▶ [SET PROBLEM]
Collect every line of the data below that contains the string "pile", treating uppercase and lowercase as different.

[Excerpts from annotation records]

▼

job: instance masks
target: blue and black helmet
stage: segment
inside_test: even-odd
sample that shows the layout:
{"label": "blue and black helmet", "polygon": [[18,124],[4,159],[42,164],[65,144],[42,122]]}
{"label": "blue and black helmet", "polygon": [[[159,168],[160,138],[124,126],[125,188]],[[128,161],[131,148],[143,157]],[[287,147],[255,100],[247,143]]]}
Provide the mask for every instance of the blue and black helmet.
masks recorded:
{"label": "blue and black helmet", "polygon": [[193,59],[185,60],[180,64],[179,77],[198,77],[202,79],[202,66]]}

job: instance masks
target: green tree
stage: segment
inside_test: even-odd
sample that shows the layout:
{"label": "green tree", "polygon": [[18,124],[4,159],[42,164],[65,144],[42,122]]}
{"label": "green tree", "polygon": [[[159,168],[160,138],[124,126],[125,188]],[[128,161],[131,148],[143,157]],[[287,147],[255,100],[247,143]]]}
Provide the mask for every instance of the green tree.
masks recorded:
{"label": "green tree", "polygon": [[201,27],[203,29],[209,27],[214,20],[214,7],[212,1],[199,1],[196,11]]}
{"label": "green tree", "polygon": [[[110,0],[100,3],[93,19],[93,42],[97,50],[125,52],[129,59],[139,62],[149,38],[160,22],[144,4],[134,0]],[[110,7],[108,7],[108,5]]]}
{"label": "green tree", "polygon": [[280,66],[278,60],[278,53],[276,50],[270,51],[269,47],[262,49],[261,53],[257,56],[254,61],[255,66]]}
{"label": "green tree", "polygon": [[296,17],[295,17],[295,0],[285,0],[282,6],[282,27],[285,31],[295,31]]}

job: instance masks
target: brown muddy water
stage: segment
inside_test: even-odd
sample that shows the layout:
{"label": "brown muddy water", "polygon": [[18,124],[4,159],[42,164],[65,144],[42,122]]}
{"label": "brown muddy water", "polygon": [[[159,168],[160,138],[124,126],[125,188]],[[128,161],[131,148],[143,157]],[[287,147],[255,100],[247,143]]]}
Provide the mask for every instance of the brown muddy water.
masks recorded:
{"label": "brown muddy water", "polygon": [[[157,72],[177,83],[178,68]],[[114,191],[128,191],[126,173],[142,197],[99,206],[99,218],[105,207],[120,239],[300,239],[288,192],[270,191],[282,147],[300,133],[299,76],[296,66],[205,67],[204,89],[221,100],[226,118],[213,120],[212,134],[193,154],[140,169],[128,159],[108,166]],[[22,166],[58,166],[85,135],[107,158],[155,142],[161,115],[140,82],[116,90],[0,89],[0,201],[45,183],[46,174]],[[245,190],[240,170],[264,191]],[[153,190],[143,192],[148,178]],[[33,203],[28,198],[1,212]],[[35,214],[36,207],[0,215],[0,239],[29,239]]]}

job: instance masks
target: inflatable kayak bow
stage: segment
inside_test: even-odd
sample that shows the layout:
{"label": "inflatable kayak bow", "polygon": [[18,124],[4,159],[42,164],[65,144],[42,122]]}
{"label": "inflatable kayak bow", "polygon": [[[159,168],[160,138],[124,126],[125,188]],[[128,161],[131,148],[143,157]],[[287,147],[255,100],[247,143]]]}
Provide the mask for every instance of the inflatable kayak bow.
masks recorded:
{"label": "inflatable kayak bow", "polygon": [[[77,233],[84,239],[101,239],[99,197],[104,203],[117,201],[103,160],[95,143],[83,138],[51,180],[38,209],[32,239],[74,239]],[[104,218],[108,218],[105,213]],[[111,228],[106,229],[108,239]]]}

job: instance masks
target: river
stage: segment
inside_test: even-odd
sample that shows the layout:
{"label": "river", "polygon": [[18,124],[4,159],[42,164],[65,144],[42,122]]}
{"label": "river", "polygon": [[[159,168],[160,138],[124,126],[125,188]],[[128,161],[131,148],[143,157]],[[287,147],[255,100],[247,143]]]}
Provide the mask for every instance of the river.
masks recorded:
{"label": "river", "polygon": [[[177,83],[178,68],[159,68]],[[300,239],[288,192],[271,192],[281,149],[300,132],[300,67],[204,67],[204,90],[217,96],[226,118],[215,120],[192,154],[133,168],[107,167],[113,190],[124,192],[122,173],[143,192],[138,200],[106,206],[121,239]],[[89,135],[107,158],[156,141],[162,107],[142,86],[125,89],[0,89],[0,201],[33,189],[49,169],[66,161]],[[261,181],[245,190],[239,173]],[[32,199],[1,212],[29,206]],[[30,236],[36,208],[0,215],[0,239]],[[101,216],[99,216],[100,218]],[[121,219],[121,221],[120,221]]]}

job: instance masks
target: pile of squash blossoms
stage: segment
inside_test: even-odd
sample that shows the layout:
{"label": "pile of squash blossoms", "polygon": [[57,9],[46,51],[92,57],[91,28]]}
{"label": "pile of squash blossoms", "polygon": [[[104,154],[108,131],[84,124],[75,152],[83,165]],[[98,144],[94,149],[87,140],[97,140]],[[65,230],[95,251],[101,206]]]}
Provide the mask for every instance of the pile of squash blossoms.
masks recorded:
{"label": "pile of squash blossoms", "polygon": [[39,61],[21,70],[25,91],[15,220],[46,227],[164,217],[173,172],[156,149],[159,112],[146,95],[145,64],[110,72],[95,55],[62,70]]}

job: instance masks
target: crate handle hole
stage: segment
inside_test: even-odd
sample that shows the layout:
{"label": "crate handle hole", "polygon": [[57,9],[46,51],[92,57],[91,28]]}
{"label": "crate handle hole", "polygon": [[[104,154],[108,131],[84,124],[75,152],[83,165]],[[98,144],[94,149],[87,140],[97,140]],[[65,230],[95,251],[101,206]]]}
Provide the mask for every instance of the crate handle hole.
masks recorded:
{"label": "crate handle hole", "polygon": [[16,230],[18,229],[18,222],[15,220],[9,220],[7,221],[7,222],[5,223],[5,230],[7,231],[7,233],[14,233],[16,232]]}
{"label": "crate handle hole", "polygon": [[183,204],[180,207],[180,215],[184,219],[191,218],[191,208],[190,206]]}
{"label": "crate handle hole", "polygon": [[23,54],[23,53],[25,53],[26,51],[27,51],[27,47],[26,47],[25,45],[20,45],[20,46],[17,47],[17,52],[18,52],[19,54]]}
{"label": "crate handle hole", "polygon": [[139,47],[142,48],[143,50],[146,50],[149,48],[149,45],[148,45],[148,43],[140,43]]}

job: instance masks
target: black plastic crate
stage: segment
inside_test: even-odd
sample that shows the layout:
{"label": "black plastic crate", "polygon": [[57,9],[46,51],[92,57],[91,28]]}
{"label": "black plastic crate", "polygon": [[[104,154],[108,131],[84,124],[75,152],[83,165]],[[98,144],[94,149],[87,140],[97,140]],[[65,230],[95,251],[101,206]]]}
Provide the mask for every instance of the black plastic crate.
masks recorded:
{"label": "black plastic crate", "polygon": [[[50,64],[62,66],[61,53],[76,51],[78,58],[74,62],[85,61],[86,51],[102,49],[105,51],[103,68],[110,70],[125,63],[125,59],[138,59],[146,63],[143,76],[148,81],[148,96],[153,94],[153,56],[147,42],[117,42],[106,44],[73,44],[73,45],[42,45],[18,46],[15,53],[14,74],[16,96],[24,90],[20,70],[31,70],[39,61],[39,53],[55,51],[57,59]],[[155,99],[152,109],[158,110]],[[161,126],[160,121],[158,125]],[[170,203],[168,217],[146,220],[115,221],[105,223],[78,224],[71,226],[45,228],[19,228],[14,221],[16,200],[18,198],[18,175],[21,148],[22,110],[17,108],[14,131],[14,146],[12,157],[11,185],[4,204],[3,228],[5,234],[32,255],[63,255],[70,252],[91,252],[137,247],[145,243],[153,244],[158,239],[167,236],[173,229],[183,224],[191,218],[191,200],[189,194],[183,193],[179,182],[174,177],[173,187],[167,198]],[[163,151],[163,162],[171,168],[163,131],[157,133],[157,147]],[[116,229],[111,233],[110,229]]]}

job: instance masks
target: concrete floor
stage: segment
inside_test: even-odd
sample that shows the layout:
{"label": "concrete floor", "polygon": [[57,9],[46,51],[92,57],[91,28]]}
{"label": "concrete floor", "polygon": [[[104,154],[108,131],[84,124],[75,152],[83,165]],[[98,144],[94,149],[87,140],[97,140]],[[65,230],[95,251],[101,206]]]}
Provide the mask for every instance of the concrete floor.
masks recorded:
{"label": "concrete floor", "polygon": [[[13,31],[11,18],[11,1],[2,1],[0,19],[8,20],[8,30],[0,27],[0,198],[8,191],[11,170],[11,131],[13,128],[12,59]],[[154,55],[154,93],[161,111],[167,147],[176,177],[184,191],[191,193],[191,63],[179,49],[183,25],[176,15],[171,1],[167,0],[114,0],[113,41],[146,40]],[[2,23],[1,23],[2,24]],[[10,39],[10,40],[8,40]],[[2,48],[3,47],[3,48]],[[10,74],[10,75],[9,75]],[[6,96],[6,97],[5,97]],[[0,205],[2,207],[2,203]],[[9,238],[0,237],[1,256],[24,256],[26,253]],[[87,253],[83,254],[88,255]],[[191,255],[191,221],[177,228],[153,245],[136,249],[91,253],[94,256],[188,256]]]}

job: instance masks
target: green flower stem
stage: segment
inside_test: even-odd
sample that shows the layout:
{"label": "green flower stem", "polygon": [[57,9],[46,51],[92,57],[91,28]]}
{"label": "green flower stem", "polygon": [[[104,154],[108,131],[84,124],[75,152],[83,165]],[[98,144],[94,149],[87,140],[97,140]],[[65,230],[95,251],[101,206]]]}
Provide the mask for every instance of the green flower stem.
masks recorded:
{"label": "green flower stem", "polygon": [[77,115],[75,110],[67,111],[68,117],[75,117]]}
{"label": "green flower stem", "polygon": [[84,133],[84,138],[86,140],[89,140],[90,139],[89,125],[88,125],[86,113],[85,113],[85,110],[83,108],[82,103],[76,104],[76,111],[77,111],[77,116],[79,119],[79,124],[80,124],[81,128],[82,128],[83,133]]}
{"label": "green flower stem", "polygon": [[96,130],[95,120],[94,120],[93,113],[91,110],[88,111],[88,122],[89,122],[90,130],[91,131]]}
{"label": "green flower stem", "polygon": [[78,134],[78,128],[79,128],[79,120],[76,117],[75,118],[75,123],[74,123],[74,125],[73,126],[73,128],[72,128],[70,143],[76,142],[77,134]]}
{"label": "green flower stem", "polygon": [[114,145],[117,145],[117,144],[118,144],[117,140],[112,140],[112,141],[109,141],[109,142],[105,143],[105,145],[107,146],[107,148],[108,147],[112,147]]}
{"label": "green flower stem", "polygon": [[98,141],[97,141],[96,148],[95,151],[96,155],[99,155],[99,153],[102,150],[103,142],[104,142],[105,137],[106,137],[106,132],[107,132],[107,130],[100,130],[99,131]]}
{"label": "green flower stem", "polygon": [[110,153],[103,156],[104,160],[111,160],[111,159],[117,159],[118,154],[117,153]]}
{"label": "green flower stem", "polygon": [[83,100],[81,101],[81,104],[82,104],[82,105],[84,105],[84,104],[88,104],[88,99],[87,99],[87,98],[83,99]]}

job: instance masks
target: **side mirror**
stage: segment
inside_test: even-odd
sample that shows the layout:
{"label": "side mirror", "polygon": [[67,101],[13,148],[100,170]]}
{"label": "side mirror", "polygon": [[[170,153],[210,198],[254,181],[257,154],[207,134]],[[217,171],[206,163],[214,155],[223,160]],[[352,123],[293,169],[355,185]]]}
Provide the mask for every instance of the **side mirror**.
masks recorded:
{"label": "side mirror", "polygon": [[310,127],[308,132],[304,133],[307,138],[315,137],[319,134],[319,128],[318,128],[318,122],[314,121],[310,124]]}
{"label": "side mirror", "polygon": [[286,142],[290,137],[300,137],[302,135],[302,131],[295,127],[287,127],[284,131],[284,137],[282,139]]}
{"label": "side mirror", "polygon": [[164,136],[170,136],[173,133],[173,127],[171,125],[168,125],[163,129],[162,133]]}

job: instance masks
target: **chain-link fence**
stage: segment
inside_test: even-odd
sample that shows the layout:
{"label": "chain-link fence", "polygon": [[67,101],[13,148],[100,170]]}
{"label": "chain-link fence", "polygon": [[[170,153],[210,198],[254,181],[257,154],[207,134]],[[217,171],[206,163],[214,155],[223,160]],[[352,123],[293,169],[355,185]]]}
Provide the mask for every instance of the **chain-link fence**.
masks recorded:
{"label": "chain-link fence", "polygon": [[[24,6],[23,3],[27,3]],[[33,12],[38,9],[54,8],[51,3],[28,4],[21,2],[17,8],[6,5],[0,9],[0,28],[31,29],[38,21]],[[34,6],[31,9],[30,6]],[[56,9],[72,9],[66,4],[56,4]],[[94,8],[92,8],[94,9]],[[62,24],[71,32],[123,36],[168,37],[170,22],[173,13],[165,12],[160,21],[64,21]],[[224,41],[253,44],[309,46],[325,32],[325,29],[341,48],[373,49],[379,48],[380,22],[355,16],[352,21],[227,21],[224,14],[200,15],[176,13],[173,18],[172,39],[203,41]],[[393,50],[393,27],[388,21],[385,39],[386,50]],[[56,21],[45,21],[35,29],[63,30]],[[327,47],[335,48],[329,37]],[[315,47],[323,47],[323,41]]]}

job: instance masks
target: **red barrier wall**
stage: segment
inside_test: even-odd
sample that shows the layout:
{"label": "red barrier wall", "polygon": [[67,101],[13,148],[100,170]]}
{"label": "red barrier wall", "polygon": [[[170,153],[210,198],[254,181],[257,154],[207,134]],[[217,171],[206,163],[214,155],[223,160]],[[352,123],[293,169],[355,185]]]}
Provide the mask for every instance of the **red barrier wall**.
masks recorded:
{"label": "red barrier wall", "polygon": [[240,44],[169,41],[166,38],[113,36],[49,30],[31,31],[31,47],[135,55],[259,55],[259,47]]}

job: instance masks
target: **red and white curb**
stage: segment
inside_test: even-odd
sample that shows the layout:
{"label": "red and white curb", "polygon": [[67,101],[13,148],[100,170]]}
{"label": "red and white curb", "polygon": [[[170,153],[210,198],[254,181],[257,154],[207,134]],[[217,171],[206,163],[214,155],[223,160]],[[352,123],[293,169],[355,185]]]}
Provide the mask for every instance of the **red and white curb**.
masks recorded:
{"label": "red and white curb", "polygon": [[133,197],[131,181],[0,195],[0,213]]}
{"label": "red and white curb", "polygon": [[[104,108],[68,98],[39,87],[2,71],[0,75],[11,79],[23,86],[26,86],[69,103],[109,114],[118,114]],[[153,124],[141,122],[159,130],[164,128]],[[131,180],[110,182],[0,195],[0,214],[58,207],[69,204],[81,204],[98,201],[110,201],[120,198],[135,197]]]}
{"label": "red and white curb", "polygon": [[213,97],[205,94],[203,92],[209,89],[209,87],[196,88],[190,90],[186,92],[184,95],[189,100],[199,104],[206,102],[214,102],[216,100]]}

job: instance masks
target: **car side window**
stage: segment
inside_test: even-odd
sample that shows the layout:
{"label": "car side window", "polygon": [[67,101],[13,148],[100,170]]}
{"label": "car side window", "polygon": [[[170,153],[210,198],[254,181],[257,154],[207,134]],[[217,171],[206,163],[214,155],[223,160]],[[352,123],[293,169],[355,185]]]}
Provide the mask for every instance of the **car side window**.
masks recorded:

▲

▶ [FULL OUTPUT]
target: pile of squash blossoms
{"label": "pile of squash blossoms", "polygon": [[57,9],[46,51],[92,57],[91,28]]}
{"label": "pile of squash blossoms", "polygon": [[[104,154],[108,131],[84,124],[75,152],[83,165]],[[98,144],[94,149],[87,140],[97,140]],[[65,230],[95,251],[101,206]]]}
Provide the mask for every instance of the pile of squash blossoms.
{"label": "pile of squash blossoms", "polygon": [[39,61],[21,70],[25,91],[15,220],[46,227],[164,217],[173,172],[156,149],[159,112],[146,95],[145,64],[110,72],[95,55],[62,70]]}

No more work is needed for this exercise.